** start of Supplied records **

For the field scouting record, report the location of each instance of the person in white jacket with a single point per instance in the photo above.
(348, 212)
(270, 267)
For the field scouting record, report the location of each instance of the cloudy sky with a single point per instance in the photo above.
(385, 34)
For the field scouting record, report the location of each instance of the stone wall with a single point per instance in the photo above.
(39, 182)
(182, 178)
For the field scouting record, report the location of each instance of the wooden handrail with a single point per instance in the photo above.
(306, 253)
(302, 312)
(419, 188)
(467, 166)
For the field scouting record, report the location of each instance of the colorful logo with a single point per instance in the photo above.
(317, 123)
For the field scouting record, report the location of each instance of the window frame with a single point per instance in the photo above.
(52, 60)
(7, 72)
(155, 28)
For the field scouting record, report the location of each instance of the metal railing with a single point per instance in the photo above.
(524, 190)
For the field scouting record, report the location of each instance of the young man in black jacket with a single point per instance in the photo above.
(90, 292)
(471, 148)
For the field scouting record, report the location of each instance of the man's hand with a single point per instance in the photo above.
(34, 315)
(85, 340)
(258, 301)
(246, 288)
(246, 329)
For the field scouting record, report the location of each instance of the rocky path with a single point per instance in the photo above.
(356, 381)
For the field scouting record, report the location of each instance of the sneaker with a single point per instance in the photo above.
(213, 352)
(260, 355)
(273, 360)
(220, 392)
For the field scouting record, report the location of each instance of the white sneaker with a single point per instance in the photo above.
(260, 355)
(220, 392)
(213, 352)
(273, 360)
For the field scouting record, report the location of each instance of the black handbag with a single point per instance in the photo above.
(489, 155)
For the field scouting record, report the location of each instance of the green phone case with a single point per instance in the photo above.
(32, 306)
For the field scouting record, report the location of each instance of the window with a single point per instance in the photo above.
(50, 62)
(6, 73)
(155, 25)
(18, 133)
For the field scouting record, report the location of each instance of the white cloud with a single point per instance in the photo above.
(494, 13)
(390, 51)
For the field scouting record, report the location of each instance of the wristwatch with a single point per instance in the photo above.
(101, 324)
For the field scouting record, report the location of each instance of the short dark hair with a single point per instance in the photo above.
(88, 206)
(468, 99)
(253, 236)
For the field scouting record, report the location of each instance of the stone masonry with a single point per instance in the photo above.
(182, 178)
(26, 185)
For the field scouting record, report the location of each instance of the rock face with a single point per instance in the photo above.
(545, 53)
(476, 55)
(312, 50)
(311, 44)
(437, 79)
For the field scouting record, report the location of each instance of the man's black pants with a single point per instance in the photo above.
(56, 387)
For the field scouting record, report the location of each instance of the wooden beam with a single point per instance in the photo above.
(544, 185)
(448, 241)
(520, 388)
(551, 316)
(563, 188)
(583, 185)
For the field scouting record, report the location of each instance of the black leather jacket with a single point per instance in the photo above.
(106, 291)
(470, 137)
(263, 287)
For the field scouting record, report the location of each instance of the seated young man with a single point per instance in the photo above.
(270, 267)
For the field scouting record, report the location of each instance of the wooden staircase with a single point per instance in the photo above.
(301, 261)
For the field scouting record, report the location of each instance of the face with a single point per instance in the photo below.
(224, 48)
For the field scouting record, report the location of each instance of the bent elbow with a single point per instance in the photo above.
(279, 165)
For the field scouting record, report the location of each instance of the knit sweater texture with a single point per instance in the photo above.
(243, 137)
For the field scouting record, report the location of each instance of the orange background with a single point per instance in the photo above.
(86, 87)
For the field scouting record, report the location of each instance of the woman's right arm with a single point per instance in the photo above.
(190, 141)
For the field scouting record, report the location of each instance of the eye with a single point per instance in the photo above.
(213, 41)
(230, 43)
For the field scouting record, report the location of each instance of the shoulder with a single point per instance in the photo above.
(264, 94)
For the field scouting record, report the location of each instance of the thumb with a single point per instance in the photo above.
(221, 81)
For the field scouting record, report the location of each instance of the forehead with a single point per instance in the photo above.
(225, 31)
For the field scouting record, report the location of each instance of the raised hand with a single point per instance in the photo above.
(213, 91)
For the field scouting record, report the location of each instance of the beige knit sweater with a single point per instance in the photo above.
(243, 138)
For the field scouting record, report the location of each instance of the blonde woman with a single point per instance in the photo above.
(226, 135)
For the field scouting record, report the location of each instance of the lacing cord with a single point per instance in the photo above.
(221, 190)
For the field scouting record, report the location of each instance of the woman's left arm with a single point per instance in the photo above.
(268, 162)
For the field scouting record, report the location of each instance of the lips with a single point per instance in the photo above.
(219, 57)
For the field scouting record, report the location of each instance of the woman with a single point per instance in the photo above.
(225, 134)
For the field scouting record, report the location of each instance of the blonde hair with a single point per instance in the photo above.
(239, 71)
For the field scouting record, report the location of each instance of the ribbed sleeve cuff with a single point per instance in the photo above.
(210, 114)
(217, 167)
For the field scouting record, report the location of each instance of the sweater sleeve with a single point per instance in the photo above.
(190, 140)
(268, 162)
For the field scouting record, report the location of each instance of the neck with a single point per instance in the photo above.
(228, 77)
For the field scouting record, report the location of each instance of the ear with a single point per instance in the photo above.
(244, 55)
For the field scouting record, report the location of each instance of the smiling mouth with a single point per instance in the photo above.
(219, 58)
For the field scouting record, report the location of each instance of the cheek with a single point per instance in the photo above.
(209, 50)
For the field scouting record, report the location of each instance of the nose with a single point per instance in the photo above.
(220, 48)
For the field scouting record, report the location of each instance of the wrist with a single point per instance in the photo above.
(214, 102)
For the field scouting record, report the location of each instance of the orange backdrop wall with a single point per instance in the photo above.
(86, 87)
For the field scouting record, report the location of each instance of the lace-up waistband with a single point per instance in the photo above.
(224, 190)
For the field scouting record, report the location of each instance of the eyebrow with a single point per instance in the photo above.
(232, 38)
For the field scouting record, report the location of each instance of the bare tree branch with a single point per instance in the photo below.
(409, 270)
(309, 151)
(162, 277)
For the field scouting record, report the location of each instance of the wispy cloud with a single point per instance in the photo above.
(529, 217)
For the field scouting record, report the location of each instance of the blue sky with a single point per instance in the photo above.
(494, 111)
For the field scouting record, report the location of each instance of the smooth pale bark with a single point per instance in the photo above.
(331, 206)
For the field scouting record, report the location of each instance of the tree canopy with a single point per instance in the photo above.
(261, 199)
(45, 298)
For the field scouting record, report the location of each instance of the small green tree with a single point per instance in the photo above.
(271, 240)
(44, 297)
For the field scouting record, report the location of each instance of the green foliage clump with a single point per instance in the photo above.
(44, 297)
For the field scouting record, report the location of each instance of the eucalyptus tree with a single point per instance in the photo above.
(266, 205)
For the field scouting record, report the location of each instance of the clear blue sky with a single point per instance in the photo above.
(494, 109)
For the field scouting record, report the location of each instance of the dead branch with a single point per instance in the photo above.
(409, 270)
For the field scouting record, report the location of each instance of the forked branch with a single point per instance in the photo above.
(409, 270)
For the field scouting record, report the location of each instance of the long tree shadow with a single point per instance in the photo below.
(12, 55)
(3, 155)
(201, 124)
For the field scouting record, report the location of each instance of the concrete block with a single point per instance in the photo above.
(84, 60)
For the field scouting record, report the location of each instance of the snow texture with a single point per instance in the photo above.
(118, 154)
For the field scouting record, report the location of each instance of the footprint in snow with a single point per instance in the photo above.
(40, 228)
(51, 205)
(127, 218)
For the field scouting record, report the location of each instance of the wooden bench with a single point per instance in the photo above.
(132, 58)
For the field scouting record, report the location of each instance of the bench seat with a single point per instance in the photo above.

** end of Supplied records **

Convert all of the records above into a numbered list with one line per entry, omitting any blank lines.

1. For the field scouting record, report the location of each instance of the person in white jacket with a single point per instance in the photo above.
2. (348, 212)
3. (270, 267)
4. For the field scouting record, report the location of each instance of the cloudy sky with a single point per instance in the photo above.
5. (385, 34)
6. For the field scouting record, report the location of each instance of the stone wall with a single point per instance in the photo above.
7. (39, 182)
8. (182, 178)
9. For the field scouting record, report the location of each instance of the wooden handrail with a single point per instance in the photo above.
10. (306, 253)
11. (302, 312)
12. (419, 188)
13. (467, 166)
14. For the field scouting record, report the location of each instance of the colorful logo with a single point per instance in the photo above.
15. (317, 123)
16. For the field scouting record, report the location of each instance of the window frame with a single point per instance in the photo above.
17. (52, 60)
18. (7, 72)
19. (155, 28)
20. For the field scouting record, report the location of each instance of the metal railing with a single point per instance in the photo above.
21. (524, 190)
22. For the field scouting record, report the location of each instance of the young man in black jacket with a single point per instance in the photo above.
23. (90, 292)
24. (471, 148)
25. For the field scouting record, report the location of each instance of the man's hand with a single point per instance in the photo above.
26. (34, 315)
27. (85, 340)
28. (258, 301)
29. (246, 288)
30. (246, 329)
31. For the field scouting record, report the location of each instance of the rocky path with a single point per instance in the photo above.
32. (356, 381)
33. For the field scouting record, report the location of each instance of the sneaker with a single point per instance in the photo above.
34. (213, 352)
35. (260, 355)
36. (273, 360)
37. (220, 392)
38. For the field scouting record, report the location of each instance of the white sneaker with a single point per instance in the photo above.
39. (260, 355)
40. (220, 392)
41. (213, 352)
42. (273, 360)
43. For the field scouting record, report the location of each instance of the black handbag with a single point per instance in the photo above.
44. (489, 155)
45. For the field scouting record, report the location of each instance of the green phone case with a single point per instance in the photo above.
46. (32, 306)
47. For the field scouting record, report the location of each instance of the window with a single point per instance in the photo above.
48. (50, 62)
49. (6, 73)
50. (155, 25)
51. (18, 133)
52. For the field scouting record, report the location of each instance of the white cloud with a single point per instance in the photo above.
53. (494, 13)
54. (390, 51)
55. For the field scouting record, report the location of each instance of the wristwatch with a single point per instance in the photo above.
56. (101, 324)
57. For the field scouting record, report the location of each instance of the short dark hair with a single point per instance in the photo above.
58. (88, 206)
59. (468, 99)
60. (253, 236)
61. For the field scouting record, report the location of each instance of the stone masonry with a single point per instance in the photo above.
62. (182, 178)
63. (26, 185)
64. For the field scouting record, report the location of each instance of the rock face with a single point per instance in the photo above.
65. (545, 53)
66. (476, 55)
67. (312, 50)
68. (311, 44)
69. (437, 79)
70. For the field scouting record, report the location of each instance of the man's black pants with a single point per instance in the photo above.
71. (56, 387)
72. For the field scouting record, report the location of each instance of the wooden beam with a single point per instance in the photo above.
73. (544, 185)
74. (448, 241)
75. (520, 388)
76. (551, 316)
77. (563, 188)
78. (583, 185)
79. For the field scouting record, report the location of each instance of the black leather jacket with a single point per instance in the photo above.
80. (106, 291)
81. (470, 137)
82. (263, 287)
83. For the field scouting record, report the location of each instance of the seated young man with a single point per instance in the photo above.
84. (270, 267)
85. For the field scouting record, report the location of each instance of the wooden staircase with a single point per instance in the photo above.
86. (301, 261)
87. For the field scouting record, report the location of each instance of the face with a single point per instance in the photo below.
88. (224, 48)
89. For the field scouting record, report the location of each instance of the bent elbow with a single point per instance in the photo above.
90. (279, 165)
91. For the field scouting record, report the location of each instance of the knit sweater texture with a single point per instance in the photo above.
92. (243, 137)
93. For the field scouting record, report the location of each instance of the orange background with a single point per instance in the photo above.
94. (86, 87)
95. For the field scouting record, report the location of each instance of the woman's right arm with a single point per instance in the photo above.
96. (190, 141)
97. For the field scouting record, report the location of each instance of the eye with a single point per instance in the photo above.
98. (213, 41)
99. (230, 43)
100. For the field scouting record, report the location of each instance of the shoulder with a single point per instance in the photo above.
101. (264, 94)
102. For the field scouting record, report the location of each instance of the thumb with a single point per instance in the photo above.
103. (221, 81)
104. For the field scouting record, report the location of each instance of the forehead with a single point per instance in the photo above.
105. (225, 31)
106. For the field scouting record, report the location of each instance of the raised hand with a single point per instance in the photo above.
107. (213, 91)
108. For the field scouting record, report the location of each instance of the beige knit sweater with a single point per instance in the photo above.
109. (243, 138)
110. For the field scouting record, report the location of each instance of the blonde woman with a single point per instance in the photo above.
111. (226, 135)
112. For the field scouting record, report the location of each instance of the lacing cord with a single point per instance in the photo above.
113. (221, 190)
114. For the field scouting record, report the location of each instance of the woman's left arm with a single point per instance in the photo above.
115. (268, 162)
116. For the field scouting record, report the location of each instance of the lips with a single point per instance in the photo above.
117. (219, 57)
118. For the field scouting record, report the location of each instance of the woman with a single point per instance in the photo above.
119. (225, 134)
120. For the field scouting record, report the location of each instance of the blonde hair with a single point per instance in the photo above.
121. (239, 71)
122. For the field scouting record, report the location of each instance of the ribbed sleeve cuff with a single point per instance in the photo above.
123. (210, 114)
124. (217, 167)
125. For the field scouting record, report the location of each instance of the sweater sleeve with a single point per instance in the photo above.
126. (190, 140)
127. (268, 162)
128. For the field scouting record, report the location of each instance of the neck with a single point per instance in the photo above.
129. (228, 77)
130. For the field scouting record, report the location of each instance of the ear with a single point per instance in the photo above.
131. (244, 55)
132. For the field scouting record, report the location of each instance of the smiling mouth with a single point per instance in the photo above.
133. (219, 58)
134. For the field scouting record, report the location of each instance of the cheek with a single point per instance in the photo above.
135. (209, 50)
136. For the field scouting record, report the location of each instance of the nose with a single point per instance in the photo above.
137. (220, 48)
138. For the field scouting record, report the location of each instance of the wrist with a single point per instance in the photo above.
139. (214, 102)
140. For the field scouting record, report the location of each instance of the orange backdrop wall with a single point per instance in the photo above.
141. (86, 87)
142. For the field scouting record, report the location of each instance of the lace-up waistband with a single point per instance in the photo above.
143. (224, 190)
144. For the field scouting record, report the location of each instance of the eyebrow with a single point per instance in the photo above.
145. (232, 38)
146. For the field scouting record, report the location of each instance of the bare tree branch with a single point per instance in the photo below.
147. (409, 270)
148. (309, 151)
149. (162, 277)
150. For the field scouting record, report the location of each instance of the wispy cloud with a single point per instance in the photo above.
151. (529, 217)
152. For the field scouting record, report the location of each instance of the blue sky with a single point per instance in the photo above.
153. (494, 111)
154. For the field scouting record, report the location of each instance of the smooth pale bark with a single point per instance in the photo above.
155. (331, 206)
156. For the field scouting record, report the location of each instance of the tree canopy with a single point per instance in the photo above.
157. (261, 199)
158. (45, 298)
159. For the field scouting record, report the location of each instance of the small green tree with a single point per instance in the photo above.
160. (271, 240)
161. (44, 297)
162. For the field scouting record, report the location of each instance of the green foliage clump with a single point per instance in the photo above.
163. (44, 297)
164. For the field scouting record, report the location of each instance of the eucalyptus tree with a single point per instance in the photo above.
165. (266, 205)
166. For the field scouting record, report the location of each instance of the clear blue sky with a single point per instance in the photo above.
167. (494, 109)
168. For the field scouting record, report the location of each instance of the dead branch with a single point per instance in the photo above.
169. (409, 270)
170. For the field scouting record, report the location of each instance of the forked branch with a single point per instance in the photo above.
171. (409, 270)
172. For the field scouting record, report the location of each instance of the long tree shadow with a single point per instance in the photo below.
173. (12, 55)
174. (3, 155)
175. (201, 124)
176. For the field scouting record, report the location of each instance of the concrete block with a single point per instance in the photo above.
177. (84, 60)
178. For the field scouting record, report the location of each instance of the snow texture with a single point per instance in the photo above.
179. (118, 154)
180. For the field scouting record, report the location of each instance of the footprint in snow with a single point per instance in the photo above.
181. (40, 228)
182. (51, 205)
183. (127, 218)
184. For the field scouting record, report the location of each instance of the wooden bench with a single point per instance in the photo above.
185. (132, 58)
186. For the field scouting record, report the location of each instance of the bench seat with a single point per instance in the photo above.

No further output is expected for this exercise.